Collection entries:
-- -- --

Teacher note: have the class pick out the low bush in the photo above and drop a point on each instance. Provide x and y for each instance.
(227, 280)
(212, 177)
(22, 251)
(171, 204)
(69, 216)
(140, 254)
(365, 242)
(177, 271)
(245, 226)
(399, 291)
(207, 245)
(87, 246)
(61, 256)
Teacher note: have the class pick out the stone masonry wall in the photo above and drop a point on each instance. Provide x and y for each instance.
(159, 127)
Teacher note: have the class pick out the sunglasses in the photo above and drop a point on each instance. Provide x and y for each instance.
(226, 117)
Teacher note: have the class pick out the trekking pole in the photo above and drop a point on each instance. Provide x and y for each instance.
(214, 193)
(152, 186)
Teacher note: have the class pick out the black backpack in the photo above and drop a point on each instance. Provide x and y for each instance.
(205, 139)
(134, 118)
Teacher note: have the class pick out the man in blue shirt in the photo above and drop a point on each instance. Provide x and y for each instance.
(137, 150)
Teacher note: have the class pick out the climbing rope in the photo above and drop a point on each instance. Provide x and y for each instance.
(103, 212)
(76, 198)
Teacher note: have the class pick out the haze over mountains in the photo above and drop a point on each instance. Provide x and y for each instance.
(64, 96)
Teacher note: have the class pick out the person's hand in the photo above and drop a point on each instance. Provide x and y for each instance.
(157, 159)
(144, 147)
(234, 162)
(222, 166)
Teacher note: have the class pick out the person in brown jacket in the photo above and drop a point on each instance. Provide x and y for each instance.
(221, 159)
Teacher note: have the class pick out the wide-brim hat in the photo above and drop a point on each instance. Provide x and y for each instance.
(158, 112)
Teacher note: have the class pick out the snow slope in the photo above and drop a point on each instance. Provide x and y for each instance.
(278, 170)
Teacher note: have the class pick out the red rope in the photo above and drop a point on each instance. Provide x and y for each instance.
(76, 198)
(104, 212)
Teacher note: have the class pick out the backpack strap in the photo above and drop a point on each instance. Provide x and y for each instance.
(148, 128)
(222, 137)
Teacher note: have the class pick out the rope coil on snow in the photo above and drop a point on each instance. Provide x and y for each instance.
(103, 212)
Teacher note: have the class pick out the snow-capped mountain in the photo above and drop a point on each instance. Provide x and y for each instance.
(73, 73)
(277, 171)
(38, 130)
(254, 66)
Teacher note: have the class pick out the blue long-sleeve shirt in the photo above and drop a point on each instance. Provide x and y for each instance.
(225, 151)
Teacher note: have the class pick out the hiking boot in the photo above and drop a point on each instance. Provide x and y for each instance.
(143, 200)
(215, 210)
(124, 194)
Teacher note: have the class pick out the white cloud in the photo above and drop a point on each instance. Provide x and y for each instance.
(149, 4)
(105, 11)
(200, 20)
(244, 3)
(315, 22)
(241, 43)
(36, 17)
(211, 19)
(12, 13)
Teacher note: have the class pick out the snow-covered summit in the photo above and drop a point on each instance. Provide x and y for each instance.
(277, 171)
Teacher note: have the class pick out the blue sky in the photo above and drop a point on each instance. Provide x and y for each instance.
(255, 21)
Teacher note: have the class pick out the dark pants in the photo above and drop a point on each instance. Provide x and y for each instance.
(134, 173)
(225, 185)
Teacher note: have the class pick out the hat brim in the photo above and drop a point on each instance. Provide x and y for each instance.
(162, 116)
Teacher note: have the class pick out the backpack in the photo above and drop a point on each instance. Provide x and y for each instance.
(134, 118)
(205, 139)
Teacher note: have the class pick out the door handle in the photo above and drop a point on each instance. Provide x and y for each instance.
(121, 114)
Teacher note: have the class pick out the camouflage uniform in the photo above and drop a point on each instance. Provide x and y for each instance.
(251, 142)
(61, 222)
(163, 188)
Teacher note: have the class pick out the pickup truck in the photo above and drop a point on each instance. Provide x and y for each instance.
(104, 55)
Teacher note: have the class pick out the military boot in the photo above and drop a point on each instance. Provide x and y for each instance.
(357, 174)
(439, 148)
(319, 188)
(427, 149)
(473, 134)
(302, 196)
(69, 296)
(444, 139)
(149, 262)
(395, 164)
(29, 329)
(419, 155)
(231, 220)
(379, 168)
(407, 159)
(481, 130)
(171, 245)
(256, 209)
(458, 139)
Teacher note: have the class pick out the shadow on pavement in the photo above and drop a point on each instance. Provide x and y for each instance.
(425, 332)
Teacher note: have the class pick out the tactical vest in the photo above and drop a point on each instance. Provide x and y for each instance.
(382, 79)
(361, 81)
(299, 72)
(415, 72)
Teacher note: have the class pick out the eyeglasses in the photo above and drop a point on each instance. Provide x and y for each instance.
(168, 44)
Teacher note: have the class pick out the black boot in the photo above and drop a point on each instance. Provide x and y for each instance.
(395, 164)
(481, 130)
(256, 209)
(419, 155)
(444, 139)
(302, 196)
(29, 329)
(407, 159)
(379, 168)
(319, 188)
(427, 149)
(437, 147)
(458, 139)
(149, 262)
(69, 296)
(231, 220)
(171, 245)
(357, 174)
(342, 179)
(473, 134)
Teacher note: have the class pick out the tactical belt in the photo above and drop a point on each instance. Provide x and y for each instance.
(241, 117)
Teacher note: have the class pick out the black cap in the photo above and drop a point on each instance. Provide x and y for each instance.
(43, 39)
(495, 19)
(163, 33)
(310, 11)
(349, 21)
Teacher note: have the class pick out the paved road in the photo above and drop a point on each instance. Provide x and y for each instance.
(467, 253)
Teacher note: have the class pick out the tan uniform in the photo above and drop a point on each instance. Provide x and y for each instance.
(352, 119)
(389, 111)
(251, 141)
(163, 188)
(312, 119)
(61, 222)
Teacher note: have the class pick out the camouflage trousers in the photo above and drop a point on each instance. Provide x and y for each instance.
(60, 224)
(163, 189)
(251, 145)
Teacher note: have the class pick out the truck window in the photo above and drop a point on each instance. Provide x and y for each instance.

-- -- --

• REQUIRED WORK: Each record above should be returned exactly as it appears.

• ANSWER BOX:
Teacher note: have the class pick out the low bush in the photo above and drop a point on each instance. Provide x and y for each instance.
(227, 280)
(212, 177)
(22, 251)
(171, 204)
(69, 216)
(140, 254)
(365, 242)
(177, 271)
(245, 226)
(399, 291)
(207, 245)
(87, 246)
(61, 256)
Teacher note: have the class pick out the stone masonry wall in the photo above and drop a point on each instance. Provide x and y for each instance.
(159, 127)
Teacher note: have the class pick out the sunglasses in the photo above and drop a point on each instance. Provide x and y for each instance.
(226, 117)
Teacher note: have the class pick out the trekking pole in the photo above and drop a point on each instance. Provide x and y for each instance.
(214, 193)
(152, 186)
Teacher note: have the class pick out the black backpack in the photo above and drop a point on each instance. Provide x and y for each instance.
(205, 139)
(134, 118)
Teacher note: have the class pick out the man in blue shirt in the photo above and drop a point on each instance. Provide x and y for each instance.
(137, 150)
Teacher note: have the class pick out the climbing rope in the photo above and drop a point on each instance. Provide x and y for each instance.
(103, 212)
(76, 198)
Teacher note: have the class pick out the haze over mountains in the photo above and drop a point on each instance. Provide x and y for each instance.
(64, 96)
Teacher note: have the class pick out the person's hand in the photo above and drop a point on each instance. Provide x and y for each instance.
(157, 159)
(144, 147)
(234, 162)
(222, 166)
Teacher note: have the class pick out the person in brown jacket in the photo above and drop a point on each instance. Provide x and y for each instance.
(221, 159)
Teacher note: have the class pick out the wide-brim hat in the photo above and drop a point on each instance. Provide x and y for each instance.
(158, 112)
Teacher note: have the class pick out the snow slope in the photo above and drop a point on each instance. Provide x and y for each instance.
(278, 170)
Teacher note: have the class pick out the red rope in the photo above and drop a point on each instance. Provide x and y for each instance.
(76, 198)
(104, 212)
Teacher note: have the class pick out the backpack strap in the photo above and drop a point on each instance. Provide x and y for each instance.
(148, 128)
(222, 137)
Teacher note: have the class pick out the rope coil on snow in the photo above and drop a point on each instance. Provide x and y for each instance.
(103, 212)
Teacher note: have the class pick out the snow-capped mountain in the photo above and drop a point on each instance. Provide x and y for each instance.
(73, 73)
(277, 171)
(38, 130)
(254, 66)
Teacher note: have the class pick out the blue long-sleeve shirt in the photo above and drop a point on each instance. Provide x and y for each instance.
(225, 151)
Teacher note: have the class pick out the hiking boot in the photo above and drop a point on each instance. Provide x and y for each instance.
(143, 200)
(215, 210)
(124, 194)
Teacher note: have the class pick out the white cloud in the photo above and drop a point on each instance. Provide x and y for each instance.
(149, 4)
(105, 11)
(200, 20)
(244, 3)
(315, 22)
(241, 43)
(36, 17)
(211, 19)
(12, 13)
Teacher note: have the class pick out the snow-covered summit in the photo above and drop a point on each instance. Provide x and y for each instance.
(277, 171)
Teacher note: have the class pick out the blue sky in the photo above and drop a point on each instance. Provide x and y for each instance.
(255, 21)
Teacher note: have the class pick out the dark pants in the photo above and drop a point on each instance. Provide x and y for each instance.
(134, 173)
(225, 185)
Teacher note: have the class pick out the hat brim in the photo above and drop a point on each instance. Provide x and y for each instance.
(162, 116)
Teacher note: have the class pick out the backpack in the photo above and drop a point on each instance. Provide x and y for each instance.
(134, 118)
(205, 139)
Teacher note: have the class pick out the door handle in the photo above and drop a point on each instance. Provide x and y for each instance.
(121, 114)
Teacher note: have the class pick out the camouflage uniform in the photo above and drop a point on each instance. Provide x and y for each instance.
(251, 142)
(61, 222)
(163, 188)
Teacher note: have the class pick out the pickup truck in the photo above and drop a point on each instance. Provide x and y for each instance.
(104, 55)
Teacher note: have the class pick out the military boot in the photo above and drop a point on each instance. Provide x and y for each instance.
(357, 174)
(439, 148)
(319, 188)
(427, 149)
(473, 134)
(302, 196)
(69, 296)
(444, 139)
(149, 262)
(395, 164)
(29, 329)
(419, 155)
(231, 220)
(379, 168)
(407, 159)
(481, 130)
(171, 245)
(256, 209)
(458, 139)
Teacher note: have the class pick out the shadow on pavement in the photo above and drop a point on each instance. Provide x and y for each instance.
(425, 332)
Teacher note: have the class pick out the tactical vest in the photo above and drop a point on each instance. Provide x and y for each instance.
(382, 79)
(361, 81)
(299, 72)
(415, 72)
Teacher note: have the class pick out the eyeglasses in the photo above and drop a point on each instance. Provide x and y for each instance.
(168, 44)
Teacher note: have the class pick out the black boot in the photo above and drop a point on each instance. Provide x and y for each instance.
(395, 164)
(481, 130)
(256, 209)
(419, 155)
(444, 139)
(302, 196)
(29, 329)
(407, 159)
(379, 168)
(319, 188)
(427, 149)
(437, 147)
(458, 139)
(149, 262)
(69, 296)
(231, 220)
(171, 245)
(357, 174)
(342, 179)
(473, 134)
Teacher note: have the class pick out the tactical belt in the photo above and drop a point on each instance. Provide x and y for each instance.
(241, 117)
Teacher note: have the class pick out the black cap in the photo above and drop a point on each instance. Provide x and y for each instance.
(43, 39)
(495, 19)
(163, 33)
(310, 11)
(349, 21)
Teacher note: have the class pick out the paved road in the photo above and drop a point on each instance. Provide x and y for each instance.
(467, 253)
Teacher note: have the class pick out the tan uniform in the photo above and drop a point on each instance. Provide x and y for each instance.
(352, 119)
(389, 111)
(251, 141)
(163, 188)
(312, 119)
(61, 222)
Teacher note: have the class pick out the camouflage trousers in the photo above and drop a point on each instance. Provide x and y for each instance.
(60, 224)
(163, 189)
(251, 145)
Teacher note: have the class pick out the truck window in the photo above and drop a point on each instance. Provide x and y for each instance.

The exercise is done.